• [The task] Copy the records word for word, from their first line through the line containing "[219,77,248,111]", including both ends.

....

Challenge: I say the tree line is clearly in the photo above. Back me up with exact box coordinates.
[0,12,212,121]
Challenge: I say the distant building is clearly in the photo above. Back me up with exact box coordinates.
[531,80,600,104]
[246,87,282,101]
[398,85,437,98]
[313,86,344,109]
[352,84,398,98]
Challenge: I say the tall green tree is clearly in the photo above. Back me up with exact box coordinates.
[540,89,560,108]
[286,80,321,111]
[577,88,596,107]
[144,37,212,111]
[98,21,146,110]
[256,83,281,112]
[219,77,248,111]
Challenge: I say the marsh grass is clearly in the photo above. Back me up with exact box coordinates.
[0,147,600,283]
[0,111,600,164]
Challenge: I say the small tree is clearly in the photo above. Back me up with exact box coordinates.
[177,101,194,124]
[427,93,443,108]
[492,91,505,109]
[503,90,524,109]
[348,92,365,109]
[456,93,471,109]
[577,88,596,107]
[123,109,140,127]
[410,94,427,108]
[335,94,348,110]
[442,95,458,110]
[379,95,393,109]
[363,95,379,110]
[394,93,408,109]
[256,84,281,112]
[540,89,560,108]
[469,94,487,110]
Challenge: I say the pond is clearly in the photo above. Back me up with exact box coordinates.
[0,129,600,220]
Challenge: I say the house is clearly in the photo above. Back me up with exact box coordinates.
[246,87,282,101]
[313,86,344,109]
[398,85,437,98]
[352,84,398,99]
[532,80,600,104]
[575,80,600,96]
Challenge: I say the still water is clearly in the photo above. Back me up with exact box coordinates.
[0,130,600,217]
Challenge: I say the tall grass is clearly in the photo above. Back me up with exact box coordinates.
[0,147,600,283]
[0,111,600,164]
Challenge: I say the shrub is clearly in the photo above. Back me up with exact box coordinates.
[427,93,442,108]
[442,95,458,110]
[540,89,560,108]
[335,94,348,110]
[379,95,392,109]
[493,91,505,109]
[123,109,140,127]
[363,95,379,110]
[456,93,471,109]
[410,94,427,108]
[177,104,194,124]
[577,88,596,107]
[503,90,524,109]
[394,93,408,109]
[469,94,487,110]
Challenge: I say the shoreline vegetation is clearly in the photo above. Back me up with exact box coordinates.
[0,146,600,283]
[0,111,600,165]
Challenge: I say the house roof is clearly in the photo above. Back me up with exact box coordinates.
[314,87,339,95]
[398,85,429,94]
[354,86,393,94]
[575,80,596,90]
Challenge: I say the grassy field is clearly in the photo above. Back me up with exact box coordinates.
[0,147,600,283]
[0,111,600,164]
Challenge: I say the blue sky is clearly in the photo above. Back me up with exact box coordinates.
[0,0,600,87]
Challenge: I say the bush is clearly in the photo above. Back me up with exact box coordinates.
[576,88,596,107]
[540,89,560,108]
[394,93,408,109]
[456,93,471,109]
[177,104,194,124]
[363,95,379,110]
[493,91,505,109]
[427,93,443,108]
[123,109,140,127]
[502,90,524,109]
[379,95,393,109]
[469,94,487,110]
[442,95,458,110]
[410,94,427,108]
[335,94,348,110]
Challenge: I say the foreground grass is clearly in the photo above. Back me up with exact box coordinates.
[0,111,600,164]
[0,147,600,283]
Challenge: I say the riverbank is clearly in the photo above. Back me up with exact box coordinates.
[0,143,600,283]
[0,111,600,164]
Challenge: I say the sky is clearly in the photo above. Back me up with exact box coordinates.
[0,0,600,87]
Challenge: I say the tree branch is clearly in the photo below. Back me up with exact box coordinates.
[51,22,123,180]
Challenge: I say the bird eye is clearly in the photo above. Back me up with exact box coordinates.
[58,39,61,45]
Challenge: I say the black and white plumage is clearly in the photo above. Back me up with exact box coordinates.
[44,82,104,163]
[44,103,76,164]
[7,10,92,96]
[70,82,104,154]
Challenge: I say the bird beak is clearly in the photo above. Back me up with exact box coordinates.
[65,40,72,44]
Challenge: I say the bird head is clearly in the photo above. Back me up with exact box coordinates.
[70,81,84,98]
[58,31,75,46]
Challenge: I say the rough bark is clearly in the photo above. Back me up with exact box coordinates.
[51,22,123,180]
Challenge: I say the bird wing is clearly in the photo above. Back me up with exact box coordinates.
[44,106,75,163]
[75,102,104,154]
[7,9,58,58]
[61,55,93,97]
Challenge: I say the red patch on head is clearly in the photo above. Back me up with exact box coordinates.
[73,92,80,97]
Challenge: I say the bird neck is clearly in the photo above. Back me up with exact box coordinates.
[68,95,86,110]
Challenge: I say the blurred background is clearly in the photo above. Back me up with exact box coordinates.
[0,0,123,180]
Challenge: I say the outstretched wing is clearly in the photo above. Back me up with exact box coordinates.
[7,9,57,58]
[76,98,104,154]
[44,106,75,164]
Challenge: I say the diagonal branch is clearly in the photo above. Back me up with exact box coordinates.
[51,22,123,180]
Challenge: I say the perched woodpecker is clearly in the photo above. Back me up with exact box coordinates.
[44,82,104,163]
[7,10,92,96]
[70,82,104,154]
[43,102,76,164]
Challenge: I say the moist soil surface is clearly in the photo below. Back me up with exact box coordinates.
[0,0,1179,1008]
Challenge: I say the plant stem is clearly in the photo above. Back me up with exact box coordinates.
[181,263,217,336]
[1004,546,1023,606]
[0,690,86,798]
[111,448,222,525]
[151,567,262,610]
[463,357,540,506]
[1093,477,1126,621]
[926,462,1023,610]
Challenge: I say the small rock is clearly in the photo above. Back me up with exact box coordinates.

....

• [Response to the task]
Challenge: I say the tree line is clearly in the photo above. Back me up with exact box coordinates.
[0,12,212,121]
Challenge: I say the distant building is clearly in the photo above. Back me up with exact box coordinates.
[531,80,600,104]
[246,87,282,101]
[398,85,437,98]
[313,86,344,109]
[352,84,398,98]
Challenge: I say the tall green tree is clearly in the photo above. Back me up with exact box coordinates.
[540,89,560,108]
[286,80,321,111]
[577,88,596,107]
[144,37,212,111]
[98,21,146,110]
[256,83,281,112]
[219,77,248,111]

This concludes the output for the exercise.